Please return each of the entries that follow, unchanged in every word.
━━ Records to use
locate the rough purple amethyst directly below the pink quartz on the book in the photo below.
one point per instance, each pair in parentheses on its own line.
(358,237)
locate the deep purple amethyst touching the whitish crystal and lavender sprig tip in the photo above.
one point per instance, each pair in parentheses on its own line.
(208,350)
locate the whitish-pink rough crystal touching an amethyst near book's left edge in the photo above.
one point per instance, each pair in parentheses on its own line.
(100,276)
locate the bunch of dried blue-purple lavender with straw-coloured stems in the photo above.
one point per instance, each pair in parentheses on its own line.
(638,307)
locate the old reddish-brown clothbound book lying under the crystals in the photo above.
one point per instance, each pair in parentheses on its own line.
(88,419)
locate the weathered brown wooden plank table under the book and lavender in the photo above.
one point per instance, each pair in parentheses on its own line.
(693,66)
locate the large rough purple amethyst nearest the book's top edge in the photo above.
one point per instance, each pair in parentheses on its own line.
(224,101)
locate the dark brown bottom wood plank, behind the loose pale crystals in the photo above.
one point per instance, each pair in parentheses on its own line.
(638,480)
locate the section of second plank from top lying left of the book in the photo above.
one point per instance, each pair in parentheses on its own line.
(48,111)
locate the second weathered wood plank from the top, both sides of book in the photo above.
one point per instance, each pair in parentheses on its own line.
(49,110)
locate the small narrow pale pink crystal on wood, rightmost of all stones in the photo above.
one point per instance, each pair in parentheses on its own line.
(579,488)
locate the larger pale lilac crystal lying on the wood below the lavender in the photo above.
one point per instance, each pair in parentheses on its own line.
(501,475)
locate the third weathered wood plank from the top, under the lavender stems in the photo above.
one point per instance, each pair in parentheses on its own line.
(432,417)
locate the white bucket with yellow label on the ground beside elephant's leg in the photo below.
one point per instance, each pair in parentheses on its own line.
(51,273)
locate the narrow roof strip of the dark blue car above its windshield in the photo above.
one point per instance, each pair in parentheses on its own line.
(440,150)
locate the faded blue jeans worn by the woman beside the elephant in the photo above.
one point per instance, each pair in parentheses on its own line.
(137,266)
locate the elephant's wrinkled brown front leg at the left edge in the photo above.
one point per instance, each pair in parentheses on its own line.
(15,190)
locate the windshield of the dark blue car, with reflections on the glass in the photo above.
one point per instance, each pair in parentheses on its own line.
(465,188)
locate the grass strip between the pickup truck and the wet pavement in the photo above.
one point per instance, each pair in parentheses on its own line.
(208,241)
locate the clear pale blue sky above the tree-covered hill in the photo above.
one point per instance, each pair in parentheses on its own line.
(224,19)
━━━━
=== Output of the task ===
locate the rough purple amethyst directly below the pink quartz on the book in the photo below.
one point per instance, each pair in parentheses on its own line.
(358,237)
locate the deep purple amethyst touching the whitish crystal and lavender sprig tip in the photo above.
one point per instance, each pair in parentheses on its own line.
(208,350)
locate the whitish-pink rough crystal touching an amethyst near book's left edge in the photo above.
one point per instance, each pair in parentheses on its own line.
(100,276)
locate the bunch of dried blue-purple lavender with straw-coloured stems in the photo above.
one point per instance, each pair in parentheses on its own line.
(638,307)
locate the old reddish-brown clothbound book lying under the crystals in the photo above.
one point per instance, each pair in parentheses on its own line.
(88,419)
locate the weathered brown wooden plank table under the book and lavender in the photo above.
one point per instance, each pair in parentheses on its own line.
(693,66)
locate the large rough purple amethyst nearest the book's top edge in the photo above.
one point per instance, each pair in parentheses on its own line.
(224,101)
locate the dark brown bottom wood plank, behind the loose pale crystals in the photo above.
one point per instance, each pair in parentheses on its own line.
(638,480)
locate the section of second plank from top lying left of the book in the photo above.
one point per instance, each pair in parentheses on its own line.
(48,111)
locate the second weathered wood plank from the top, both sides of book in the photo above.
one point per instance, each pair in parentheses on its own line.
(49,110)
locate the small narrow pale pink crystal on wood, rightmost of all stones in the photo above.
one point per instance, each pair in parentheses on its own line.
(579,488)
locate the larger pale lilac crystal lying on the wood below the lavender in the photo above.
one point per instance, each pair in parentheses on its own line.
(501,475)
locate the third weathered wood plank from the top, under the lavender stems in the photo above.
one point per instance, each pair in parentheses on its own line.
(432,417)
locate the white bucket with yellow label on the ground beside elephant's leg in the photo below.
one point per instance, each pair in parentheses on its own line.
(51,273)
locate the narrow roof strip of the dark blue car above its windshield in the photo above.
one point per instance, each pair in parentheses on its own line.
(440,150)
locate the faded blue jeans worn by the woman beside the elephant in the photo above.
one point per instance, each pair in parentheses on its own line.
(137,266)
locate the elephant's wrinkled brown front leg at the left edge in the photo above.
one point per instance, each pair in parentheses on its own line.
(15,190)
locate the windshield of the dark blue car, with reflections on the glass in the photo above.
one point per instance, each pair in parentheses on its own line.
(465,188)
locate the grass strip between the pickup truck and the wet pavement in the photo above.
one point per instance, each pair in parentheses on its own line.
(208,241)
locate the clear pale blue sky above the tree-covered hill in the photo above.
one point per instance, each pair in parentheses on its own line.
(224,19)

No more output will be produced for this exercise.